_SELECTED EXTRACT_.
__________________________________________________

Once the :cpp:type:`rmt_tx_channel_config_t` structure is populated with mandatory parameters, users can call :cpp:func:`rmt_new_tx_channel` to allocate and initialize a TX channel. This function returns an RMT channel handle if it runs correctly. Specifically, when there are no more free channels in the RMT resource pool, this function returns :c:macro:`ESP_ERR_NOT_FOUND` error. If some feature (e.g., DMA backend) is not supported by the hardware, it returns :c:macro:`ESP_ERR_NOT_SUPPORTED` error.
To install an RMT RX channel, there is a configuration structure that needs to be given in advance :cpp:type:`rmt_rx_channel_config_t`. The following list describes each member of the configuration structure.
-:cpp:member:`rmt_rx_channel_config_t::gpio_num` sets the GPIO number used by the receiver.
-:cpp:member:`rmt_rx_channel_config_t::clk_src` selects the source clock for the RMT channel. The available clocks are listed in :cpp:type:`rmt_clock_source_t`. Note that, the selected clock is also used by other channels, which means the user should ensure this configuration is the same when allocating other channels, regardless of TX or RX. For the effect on the power consumption of different clock sources, please refer to the :ref:`rmt-power-management` section.
-:cpp:member:`rmt_rx_channel_config_t::resolution_hz` sets the resolution of the internal tick counter. The timing parameter of the RMT signal is calculated based on this **tick**.

__________________________________________________

_DATA LINES_.
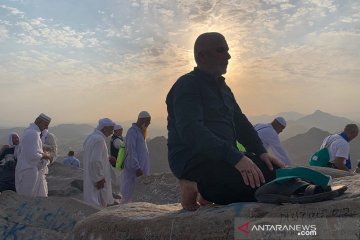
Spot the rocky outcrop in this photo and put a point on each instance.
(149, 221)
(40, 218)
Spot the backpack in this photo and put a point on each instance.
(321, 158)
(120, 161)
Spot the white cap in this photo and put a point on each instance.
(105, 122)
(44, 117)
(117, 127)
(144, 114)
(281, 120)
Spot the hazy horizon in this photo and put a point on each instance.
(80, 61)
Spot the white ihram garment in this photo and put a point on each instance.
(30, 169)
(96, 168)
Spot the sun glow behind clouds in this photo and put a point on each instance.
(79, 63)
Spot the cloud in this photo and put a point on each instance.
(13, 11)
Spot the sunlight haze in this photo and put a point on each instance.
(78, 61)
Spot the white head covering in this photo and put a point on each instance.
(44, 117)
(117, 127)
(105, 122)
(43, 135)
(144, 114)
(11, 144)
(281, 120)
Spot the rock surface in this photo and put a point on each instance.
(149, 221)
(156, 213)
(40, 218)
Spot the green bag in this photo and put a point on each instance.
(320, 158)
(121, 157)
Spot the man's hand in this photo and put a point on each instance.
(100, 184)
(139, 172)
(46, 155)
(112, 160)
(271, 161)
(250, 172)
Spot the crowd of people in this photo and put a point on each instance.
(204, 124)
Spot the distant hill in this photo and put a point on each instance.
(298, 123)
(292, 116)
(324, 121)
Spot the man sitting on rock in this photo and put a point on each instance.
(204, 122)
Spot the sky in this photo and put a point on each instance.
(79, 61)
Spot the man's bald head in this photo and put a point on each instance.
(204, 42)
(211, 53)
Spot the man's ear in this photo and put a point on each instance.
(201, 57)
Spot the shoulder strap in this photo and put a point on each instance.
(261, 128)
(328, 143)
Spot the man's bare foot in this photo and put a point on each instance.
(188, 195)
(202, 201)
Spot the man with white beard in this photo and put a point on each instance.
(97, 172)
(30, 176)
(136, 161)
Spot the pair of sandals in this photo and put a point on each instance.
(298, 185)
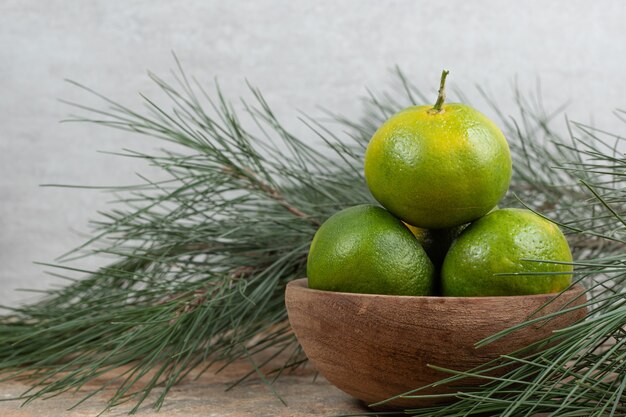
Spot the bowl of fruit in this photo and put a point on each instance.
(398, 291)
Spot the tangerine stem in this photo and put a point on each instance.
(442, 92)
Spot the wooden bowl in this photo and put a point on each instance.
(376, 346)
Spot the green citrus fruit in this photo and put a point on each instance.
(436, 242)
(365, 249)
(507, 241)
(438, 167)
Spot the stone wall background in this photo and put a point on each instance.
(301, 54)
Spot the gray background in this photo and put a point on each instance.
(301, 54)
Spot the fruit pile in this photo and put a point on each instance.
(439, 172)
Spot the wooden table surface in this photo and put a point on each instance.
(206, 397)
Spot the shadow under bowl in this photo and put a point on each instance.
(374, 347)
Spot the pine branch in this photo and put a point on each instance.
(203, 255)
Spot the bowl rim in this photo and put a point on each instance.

__________________________________________________

_THINGS TO DO_.
1: Answer these from the RMT channel excerpt:
(a) Which error does rmt_new_tx_channel return when the RMT resource pool has no free channels left?
(b) Which type lists the clocks available to rmt_rx_channel_config_t::clk_src?
(c) What does rmt_rx_channel_config_t::resolution_hz set?
2: Find every line in the records that contains the word "green" and copy each one.

_ANSWERS TO THE EXERCISES_.
1:
(a) ESP_ERR_NOT_FOUND
(b) rmt_clock_source_t
(c) The resolution of the internal tick counter

2:
Spot the green bag in this photo and put a point on each instance.
Spot the green citrus fruit in this photo and put a point on each instance.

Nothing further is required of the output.